TASK TO CARRY OUT
In every line of the listing below, swap "one point per instance" for "a separate point for each instance" and leave everything else unchanged.

Position annotation records:
..............................

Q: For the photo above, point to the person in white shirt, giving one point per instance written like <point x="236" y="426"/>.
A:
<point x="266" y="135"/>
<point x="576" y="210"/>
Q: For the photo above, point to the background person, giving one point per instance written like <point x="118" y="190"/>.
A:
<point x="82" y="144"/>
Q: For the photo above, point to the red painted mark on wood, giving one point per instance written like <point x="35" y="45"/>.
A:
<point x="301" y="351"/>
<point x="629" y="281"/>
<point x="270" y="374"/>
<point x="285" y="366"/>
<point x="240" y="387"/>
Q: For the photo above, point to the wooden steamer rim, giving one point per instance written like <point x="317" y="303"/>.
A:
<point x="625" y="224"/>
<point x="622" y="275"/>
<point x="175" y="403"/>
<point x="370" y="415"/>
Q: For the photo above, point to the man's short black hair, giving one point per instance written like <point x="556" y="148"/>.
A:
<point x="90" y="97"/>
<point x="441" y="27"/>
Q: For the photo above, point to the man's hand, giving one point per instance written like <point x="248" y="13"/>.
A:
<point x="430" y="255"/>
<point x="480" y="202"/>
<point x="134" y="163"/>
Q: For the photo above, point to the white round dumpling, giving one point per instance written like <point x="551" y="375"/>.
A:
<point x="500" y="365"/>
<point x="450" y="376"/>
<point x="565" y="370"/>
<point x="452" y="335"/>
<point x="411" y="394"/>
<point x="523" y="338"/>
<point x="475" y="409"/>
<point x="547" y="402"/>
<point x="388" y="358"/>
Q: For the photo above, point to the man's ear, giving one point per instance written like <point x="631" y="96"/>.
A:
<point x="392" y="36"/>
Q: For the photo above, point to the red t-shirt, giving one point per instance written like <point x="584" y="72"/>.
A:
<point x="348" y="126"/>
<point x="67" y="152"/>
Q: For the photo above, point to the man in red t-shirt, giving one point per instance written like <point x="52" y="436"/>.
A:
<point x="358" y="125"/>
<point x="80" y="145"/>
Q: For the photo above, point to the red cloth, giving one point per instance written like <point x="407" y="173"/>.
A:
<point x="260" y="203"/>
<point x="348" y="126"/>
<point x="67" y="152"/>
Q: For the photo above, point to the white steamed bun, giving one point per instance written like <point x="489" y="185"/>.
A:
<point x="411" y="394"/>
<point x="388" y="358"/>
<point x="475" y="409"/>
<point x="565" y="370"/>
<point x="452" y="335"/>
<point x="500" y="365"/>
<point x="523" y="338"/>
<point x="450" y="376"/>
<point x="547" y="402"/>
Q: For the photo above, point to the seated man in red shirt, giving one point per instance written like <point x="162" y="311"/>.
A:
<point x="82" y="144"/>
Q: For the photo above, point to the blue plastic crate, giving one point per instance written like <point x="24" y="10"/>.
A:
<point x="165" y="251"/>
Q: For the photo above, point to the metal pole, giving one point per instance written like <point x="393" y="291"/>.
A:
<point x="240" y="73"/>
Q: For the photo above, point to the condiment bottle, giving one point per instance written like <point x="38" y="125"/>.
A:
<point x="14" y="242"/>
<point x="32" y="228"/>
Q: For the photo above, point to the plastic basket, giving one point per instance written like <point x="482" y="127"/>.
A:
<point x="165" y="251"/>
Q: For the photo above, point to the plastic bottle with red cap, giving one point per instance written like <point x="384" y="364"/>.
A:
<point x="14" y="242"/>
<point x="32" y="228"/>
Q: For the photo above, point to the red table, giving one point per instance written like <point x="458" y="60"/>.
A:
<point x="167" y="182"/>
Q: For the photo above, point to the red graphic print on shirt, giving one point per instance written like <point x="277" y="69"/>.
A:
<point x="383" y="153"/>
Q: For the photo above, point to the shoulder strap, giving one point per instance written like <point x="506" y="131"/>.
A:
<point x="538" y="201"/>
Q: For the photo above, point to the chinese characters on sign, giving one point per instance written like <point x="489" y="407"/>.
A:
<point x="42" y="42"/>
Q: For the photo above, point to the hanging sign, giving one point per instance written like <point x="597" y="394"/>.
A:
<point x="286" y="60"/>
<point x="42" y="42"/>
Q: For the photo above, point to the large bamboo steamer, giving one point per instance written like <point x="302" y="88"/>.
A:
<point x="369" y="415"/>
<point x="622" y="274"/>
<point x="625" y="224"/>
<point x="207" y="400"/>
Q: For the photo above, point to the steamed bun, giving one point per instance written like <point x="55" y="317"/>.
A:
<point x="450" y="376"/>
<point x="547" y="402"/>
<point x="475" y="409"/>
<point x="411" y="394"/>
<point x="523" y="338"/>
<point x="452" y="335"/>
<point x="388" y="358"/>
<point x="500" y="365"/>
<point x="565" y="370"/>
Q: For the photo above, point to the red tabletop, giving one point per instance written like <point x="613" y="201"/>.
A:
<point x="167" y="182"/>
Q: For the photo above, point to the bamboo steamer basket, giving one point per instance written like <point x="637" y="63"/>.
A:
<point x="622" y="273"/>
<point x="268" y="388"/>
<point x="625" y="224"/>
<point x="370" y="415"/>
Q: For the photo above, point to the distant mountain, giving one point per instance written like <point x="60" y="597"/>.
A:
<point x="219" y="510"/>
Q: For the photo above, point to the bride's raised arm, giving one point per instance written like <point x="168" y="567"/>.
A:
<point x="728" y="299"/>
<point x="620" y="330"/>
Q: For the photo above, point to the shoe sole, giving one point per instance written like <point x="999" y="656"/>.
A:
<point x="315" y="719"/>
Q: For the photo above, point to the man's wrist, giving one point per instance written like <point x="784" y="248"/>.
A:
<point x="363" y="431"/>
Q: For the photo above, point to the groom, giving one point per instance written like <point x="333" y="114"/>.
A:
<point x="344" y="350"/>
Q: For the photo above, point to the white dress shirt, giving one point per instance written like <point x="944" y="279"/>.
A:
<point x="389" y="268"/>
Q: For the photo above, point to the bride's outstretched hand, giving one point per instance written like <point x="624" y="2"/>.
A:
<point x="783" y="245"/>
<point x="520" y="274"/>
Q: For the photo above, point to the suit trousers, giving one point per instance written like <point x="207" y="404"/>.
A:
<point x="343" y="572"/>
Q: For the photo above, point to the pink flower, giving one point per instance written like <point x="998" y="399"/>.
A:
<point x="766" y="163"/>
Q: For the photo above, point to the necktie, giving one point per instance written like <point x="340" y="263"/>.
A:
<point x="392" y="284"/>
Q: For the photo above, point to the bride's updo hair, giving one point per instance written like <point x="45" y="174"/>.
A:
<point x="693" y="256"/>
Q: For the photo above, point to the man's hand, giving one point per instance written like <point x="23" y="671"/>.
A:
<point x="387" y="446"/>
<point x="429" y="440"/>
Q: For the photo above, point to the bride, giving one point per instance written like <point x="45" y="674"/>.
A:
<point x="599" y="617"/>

..............................

EXERCISE OUTPUT
Q: For the photo above, point to the person in white shirt, giving a separate point for each instance written like <point x="236" y="426"/>.
A:
<point x="266" y="135"/>
<point x="576" y="210"/>
Q: For the photo above, point to the background person, giving a separate point for each instance written like <point x="118" y="190"/>.
A:
<point x="82" y="144"/>
Q: For the photo above, point to the red painted mark on wood, giving a separate point for each instance written like <point x="35" y="45"/>.
A:
<point x="301" y="351"/>
<point x="629" y="281"/>
<point x="270" y="374"/>
<point x="285" y="366"/>
<point x="240" y="387"/>
Q: For the photo above, point to the wooden steamer rim, giving a separate point for each instance written like <point x="317" y="303"/>.
A:
<point x="625" y="224"/>
<point x="622" y="275"/>
<point x="175" y="403"/>
<point x="370" y="415"/>
Q: For the photo above, point to the man's short black hair, giving a separate point for each instance written like <point x="556" y="148"/>.
A:
<point x="90" y="97"/>
<point x="441" y="27"/>
Q: For the photo above, point to the man's hand, giving a separate point for each instance written like <point x="248" y="13"/>.
A:
<point x="430" y="255"/>
<point x="480" y="202"/>
<point x="134" y="163"/>
Q: For the photo above, point to the white round dumpling, giving a separate point for each instance written like <point x="551" y="375"/>.
A:
<point x="500" y="365"/>
<point x="450" y="376"/>
<point x="565" y="370"/>
<point x="452" y="335"/>
<point x="411" y="394"/>
<point x="523" y="338"/>
<point x="475" y="409"/>
<point x="547" y="402"/>
<point x="388" y="358"/>
Q: For the photo above, point to the man's ear, giving a separate point for each instance written like <point x="631" y="96"/>.
A:
<point x="392" y="36"/>
Q: For the photo above, point to the red t-shirt, giving a separate point for each instance written like <point x="584" y="72"/>.
A:
<point x="348" y="126"/>
<point x="67" y="152"/>
Q: For the photo above, point to the man in red t-shirt, giving a separate point for each instance written like <point x="52" y="436"/>.
A:
<point x="358" y="125"/>
<point x="80" y="145"/>
Q: For the photo above, point to the red cloth, giving a separate point for each instance written like <point x="407" y="173"/>.
A:
<point x="260" y="203"/>
<point x="348" y="126"/>
<point x="67" y="152"/>
Q: For the photo above, point to the white steamed bun, giving a separate point for each instance written like <point x="489" y="185"/>.
A:
<point x="411" y="394"/>
<point x="388" y="358"/>
<point x="475" y="409"/>
<point x="565" y="370"/>
<point x="452" y="335"/>
<point x="500" y="365"/>
<point x="523" y="338"/>
<point x="450" y="376"/>
<point x="547" y="402"/>
Q: For the photo above, point to the seated man in red shirt, giving a separate point for each instance written like <point x="162" y="311"/>.
A:
<point x="82" y="144"/>
Q: For the photo above, point to the blue plastic crate, giving a separate point for each instance written like <point x="24" y="10"/>.
A:
<point x="165" y="251"/>
Q: For the photo above, point to the metal pole, giving a separate point for each instance written like <point x="393" y="291"/>.
A:
<point x="240" y="73"/>
Q: For the photo above, point to the condiment bottle, giving a separate point for each instance written like <point x="38" y="125"/>.
A:
<point x="14" y="242"/>
<point x="32" y="228"/>
Q: For the photo above, point to the plastic basket, giving a separate point for each instance written like <point x="482" y="127"/>.
A:
<point x="165" y="251"/>
Q: For the photo above, point to the plastic bottle with red cap, giving a separate point for each instance written like <point x="384" y="364"/>.
A:
<point x="14" y="242"/>
<point x="32" y="228"/>
Q: For the photo above, point to the red table, giving a separate point for each instance written like <point x="458" y="60"/>.
A:
<point x="167" y="182"/>
Q: For the photo above, point to the red graphic print on shirt, giving a separate point for each instance written like <point x="277" y="69"/>.
A:
<point x="383" y="153"/>
Q: For the photo above, point to the shoulder strap, giving a separate point for each instance written like <point x="506" y="131"/>.
A:
<point x="538" y="201"/>
Q: For the photo above, point to the chinese characters on sign, giving a separate point for each instance written like <point x="489" y="407"/>.
A:
<point x="42" y="42"/>
Q: For the photo above, point to the hanging sign, giving a separate point for each instance written like <point x="597" y="394"/>.
A:
<point x="286" y="60"/>
<point x="42" y="42"/>
Q: For the photo above, point to the large bamboo steamer, giving a separate point for each instance written like <point x="302" y="88"/>.
A:
<point x="369" y="415"/>
<point x="622" y="274"/>
<point x="625" y="224"/>
<point x="207" y="400"/>
Q: For the photo above, point to the steamed bun, giving a separate point for each instance written like <point x="55" y="317"/>.
A:
<point x="450" y="376"/>
<point x="547" y="402"/>
<point x="475" y="409"/>
<point x="411" y="394"/>
<point x="523" y="338"/>
<point x="452" y="335"/>
<point x="388" y="358"/>
<point x="500" y="365"/>
<point x="565" y="370"/>
Q: For the photo above, point to the red tabletop, giving a separate point for each instance written like <point x="613" y="201"/>.
A:
<point x="167" y="182"/>
Q: For the photo above, point to the bamboo steamer basket, giving a separate point for each instance written like <point x="637" y="63"/>.
A:
<point x="622" y="273"/>
<point x="268" y="388"/>
<point x="625" y="224"/>
<point x="370" y="415"/>
Q: For the photo above, point to the distant mountain, giving a separate point for each instance written like <point x="60" y="597"/>.
A:
<point x="219" y="510"/>
Q: For the photo above, point to the bride's raised arm, giving a separate point for each instance written like <point x="168" y="567"/>.
A:
<point x="728" y="299"/>
<point x="620" y="330"/>
Q: For the photo above, point to the shoe sole, giving a separate point for each instance written like <point x="999" y="656"/>.
A:
<point x="315" y="719"/>
Q: For the photo above, point to the man's wrist, giving a separate point for each instance written like <point x="784" y="248"/>.
A:
<point x="363" y="431"/>
Q: For the photo above, point to the groom, giving a separate point for each instance written like <point x="333" y="114"/>.
A:
<point x="344" y="350"/>
Q: For the photo above, point to the white dress shirt, giving a separate point for each instance written like <point x="944" y="279"/>.
A:
<point x="389" y="268"/>
Q: For the photo above, point to the bride's outstretched hand, giving a separate point for each instance written like <point x="624" y="2"/>.
A:
<point x="783" y="245"/>
<point x="520" y="274"/>
Q: For the photo above, point to the suit trousers, giving a separate point for each instance written like <point x="207" y="404"/>.
A:
<point x="343" y="572"/>
Q: For the photo above, point to the pink flower, giving a separate point for each instance written like <point x="998" y="399"/>.
A:
<point x="766" y="163"/>
Q: For the photo above, point to the necktie, giving a separate point for each instance written like <point x="340" y="263"/>.
A:
<point x="392" y="284"/>
Q: For the photo above, point to the bride's updo hair, giving a separate point for each instance written like <point x="45" y="174"/>.
A:
<point x="693" y="256"/>
Q: For the photo above, point to the man's hand, giving a separate point for each instance written like <point x="23" y="671"/>.
A:
<point x="387" y="446"/>
<point x="429" y="440"/>
Q: For the photo above, point to the bride, giving a separate point for each instance written like <point x="45" y="674"/>.
A:
<point x="599" y="617"/>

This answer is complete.